WHAT THE TASK REQUIRES —
List every line below that contains the word "stone", matching case exactly.

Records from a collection
⟨

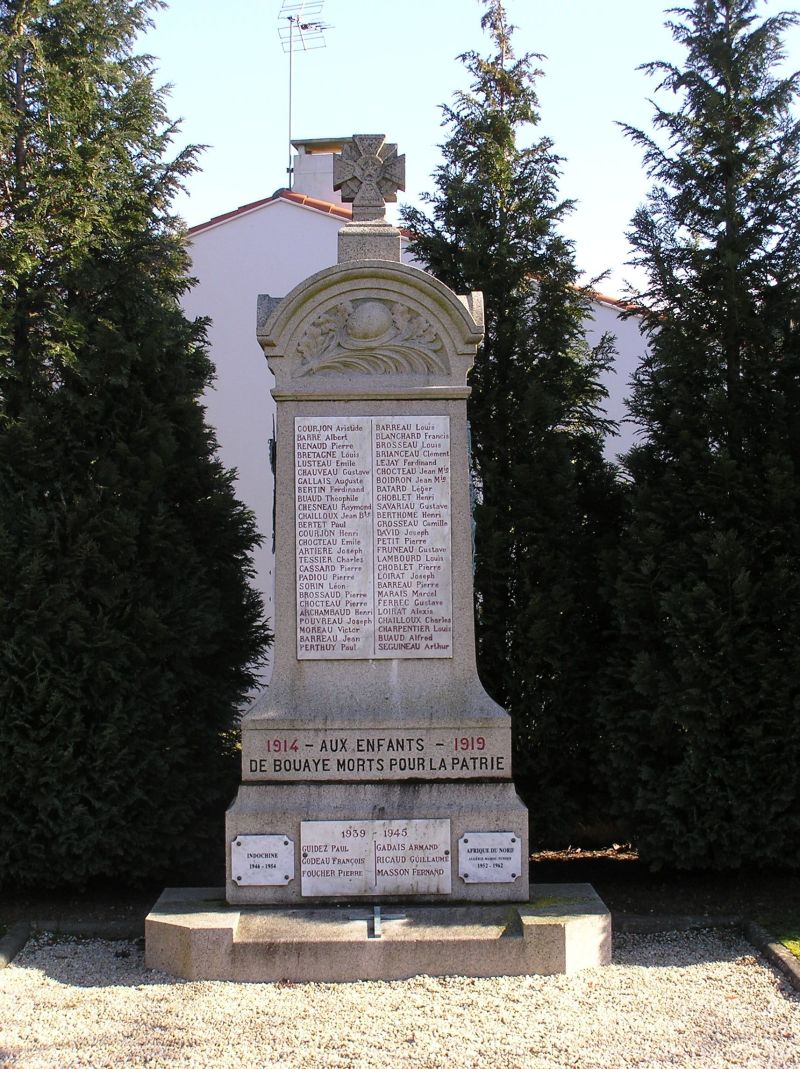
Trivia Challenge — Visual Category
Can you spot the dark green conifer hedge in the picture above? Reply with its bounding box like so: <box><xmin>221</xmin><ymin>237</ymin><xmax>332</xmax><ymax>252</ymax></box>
<box><xmin>0</xmin><ymin>0</ymin><xmax>270</xmax><ymax>887</ymax></box>
<box><xmin>404</xmin><ymin>0</ymin><xmax>620</xmax><ymax>843</ymax></box>
<box><xmin>605</xmin><ymin>0</ymin><xmax>800</xmax><ymax>868</ymax></box>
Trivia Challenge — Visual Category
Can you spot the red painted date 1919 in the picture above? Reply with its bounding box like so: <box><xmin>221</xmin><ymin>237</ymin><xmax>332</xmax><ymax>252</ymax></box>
<box><xmin>452</xmin><ymin>735</ymin><xmax>487</xmax><ymax>750</ymax></box>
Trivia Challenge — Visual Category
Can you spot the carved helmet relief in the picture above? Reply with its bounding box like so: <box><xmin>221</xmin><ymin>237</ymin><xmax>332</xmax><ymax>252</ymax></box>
<box><xmin>297</xmin><ymin>297</ymin><xmax>449</xmax><ymax>376</ymax></box>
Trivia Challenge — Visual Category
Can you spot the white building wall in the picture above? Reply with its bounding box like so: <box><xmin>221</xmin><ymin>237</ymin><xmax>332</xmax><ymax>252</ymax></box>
<box><xmin>586</xmin><ymin>300</ymin><xmax>646</xmax><ymax>461</ymax></box>
<box><xmin>183</xmin><ymin>200</ymin><xmax>343</xmax><ymax>658</ymax></box>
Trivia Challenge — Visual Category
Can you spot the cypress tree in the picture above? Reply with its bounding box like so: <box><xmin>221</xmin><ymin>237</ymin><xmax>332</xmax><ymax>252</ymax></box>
<box><xmin>606</xmin><ymin>0</ymin><xmax>800</xmax><ymax>868</ymax></box>
<box><xmin>0</xmin><ymin>0</ymin><xmax>270</xmax><ymax>886</ymax></box>
<box><xmin>404</xmin><ymin>0</ymin><xmax>619</xmax><ymax>841</ymax></box>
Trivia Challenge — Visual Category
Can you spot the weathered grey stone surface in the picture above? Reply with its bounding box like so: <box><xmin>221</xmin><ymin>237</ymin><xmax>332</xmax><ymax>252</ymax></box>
<box><xmin>334</xmin><ymin>134</ymin><xmax>405</xmax><ymax>263</ymax></box>
<box><xmin>147</xmin><ymin>884</ymin><xmax>611</xmax><ymax>982</ymax></box>
<box><xmin>226</xmin><ymin>783</ymin><xmax>528</xmax><ymax>905</ymax></box>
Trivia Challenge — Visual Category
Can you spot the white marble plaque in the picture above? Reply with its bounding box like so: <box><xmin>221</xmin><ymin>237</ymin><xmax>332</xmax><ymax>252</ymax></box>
<box><xmin>459</xmin><ymin>832</ymin><xmax>522</xmax><ymax>883</ymax></box>
<box><xmin>301</xmin><ymin>820</ymin><xmax>451</xmax><ymax>897</ymax></box>
<box><xmin>294</xmin><ymin>416</ymin><xmax>452</xmax><ymax>660</ymax></box>
<box><xmin>231</xmin><ymin>835</ymin><xmax>294</xmax><ymax>887</ymax></box>
<box><xmin>242</xmin><ymin>722</ymin><xmax>511</xmax><ymax>783</ymax></box>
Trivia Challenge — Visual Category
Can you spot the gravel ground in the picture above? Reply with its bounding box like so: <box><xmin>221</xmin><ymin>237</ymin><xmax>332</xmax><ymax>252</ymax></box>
<box><xmin>0</xmin><ymin>930</ymin><xmax>800</xmax><ymax>1069</ymax></box>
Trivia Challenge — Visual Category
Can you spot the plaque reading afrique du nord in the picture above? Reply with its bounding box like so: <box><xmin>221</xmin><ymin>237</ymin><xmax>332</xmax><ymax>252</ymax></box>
<box><xmin>301</xmin><ymin>820</ymin><xmax>451</xmax><ymax>897</ymax></box>
<box><xmin>459</xmin><ymin>832</ymin><xmax>522</xmax><ymax>883</ymax></box>
<box><xmin>294</xmin><ymin>416</ymin><xmax>452</xmax><ymax>660</ymax></box>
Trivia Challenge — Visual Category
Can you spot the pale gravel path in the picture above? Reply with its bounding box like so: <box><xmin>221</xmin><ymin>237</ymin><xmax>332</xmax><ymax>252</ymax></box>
<box><xmin>0</xmin><ymin>931</ymin><xmax>800</xmax><ymax>1069</ymax></box>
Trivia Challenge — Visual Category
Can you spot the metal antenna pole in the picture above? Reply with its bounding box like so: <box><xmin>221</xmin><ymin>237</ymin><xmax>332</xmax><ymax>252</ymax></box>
<box><xmin>287</xmin><ymin>15</ymin><xmax>294</xmax><ymax>189</ymax></box>
<box><xmin>278</xmin><ymin>0</ymin><xmax>330</xmax><ymax>189</ymax></box>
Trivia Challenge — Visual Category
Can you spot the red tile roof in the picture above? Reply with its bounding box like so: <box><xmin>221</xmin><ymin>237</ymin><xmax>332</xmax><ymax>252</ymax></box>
<box><xmin>188</xmin><ymin>189</ymin><xmax>353</xmax><ymax>234</ymax></box>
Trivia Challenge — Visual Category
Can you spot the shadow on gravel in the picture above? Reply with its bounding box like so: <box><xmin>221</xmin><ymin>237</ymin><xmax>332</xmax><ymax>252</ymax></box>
<box><xmin>10</xmin><ymin>928</ymin><xmax>787</xmax><ymax>987</ymax></box>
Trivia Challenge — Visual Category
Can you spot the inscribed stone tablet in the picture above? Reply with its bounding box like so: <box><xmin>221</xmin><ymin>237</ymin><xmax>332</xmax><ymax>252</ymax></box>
<box><xmin>295</xmin><ymin>416</ymin><xmax>452</xmax><ymax>660</ymax></box>
<box><xmin>459</xmin><ymin>832</ymin><xmax>522</xmax><ymax>883</ymax></box>
<box><xmin>242</xmin><ymin>718</ymin><xmax>511</xmax><ymax>783</ymax></box>
<box><xmin>301</xmin><ymin>820</ymin><xmax>451</xmax><ymax>897</ymax></box>
<box><xmin>231</xmin><ymin>835</ymin><xmax>294</xmax><ymax>887</ymax></box>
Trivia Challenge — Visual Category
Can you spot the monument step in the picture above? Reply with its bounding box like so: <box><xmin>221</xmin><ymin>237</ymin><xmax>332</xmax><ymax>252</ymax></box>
<box><xmin>147</xmin><ymin>884</ymin><xmax>611</xmax><ymax>982</ymax></box>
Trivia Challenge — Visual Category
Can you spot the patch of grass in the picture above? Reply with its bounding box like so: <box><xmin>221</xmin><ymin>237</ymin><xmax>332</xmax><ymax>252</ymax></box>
<box><xmin>758</xmin><ymin>912</ymin><xmax>800</xmax><ymax>958</ymax></box>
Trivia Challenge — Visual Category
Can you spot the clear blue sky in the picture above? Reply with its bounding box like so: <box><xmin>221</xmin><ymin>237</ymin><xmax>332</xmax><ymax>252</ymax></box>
<box><xmin>142</xmin><ymin>0</ymin><xmax>800</xmax><ymax>294</ymax></box>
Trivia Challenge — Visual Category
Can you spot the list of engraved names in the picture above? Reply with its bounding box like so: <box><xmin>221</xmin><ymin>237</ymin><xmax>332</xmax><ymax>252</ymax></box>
<box><xmin>294</xmin><ymin>416</ymin><xmax>452</xmax><ymax>660</ymax></box>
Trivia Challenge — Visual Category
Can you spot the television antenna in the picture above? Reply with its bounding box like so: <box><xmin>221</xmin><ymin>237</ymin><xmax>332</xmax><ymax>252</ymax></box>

⟩

OUTPUT OF THE TASK —
Can you spot the weathered grey stone surface in the picture above? Reply with its bounding box like so: <box><xmin>221</xmin><ymin>237</ymin><xmax>332</xmax><ymax>252</ymax></box>
Can you spot the inscribed stone tablet in the picture above? Reply with its bounding box like so: <box><xmin>221</xmin><ymin>237</ymin><xmax>332</xmax><ymax>252</ymax></box>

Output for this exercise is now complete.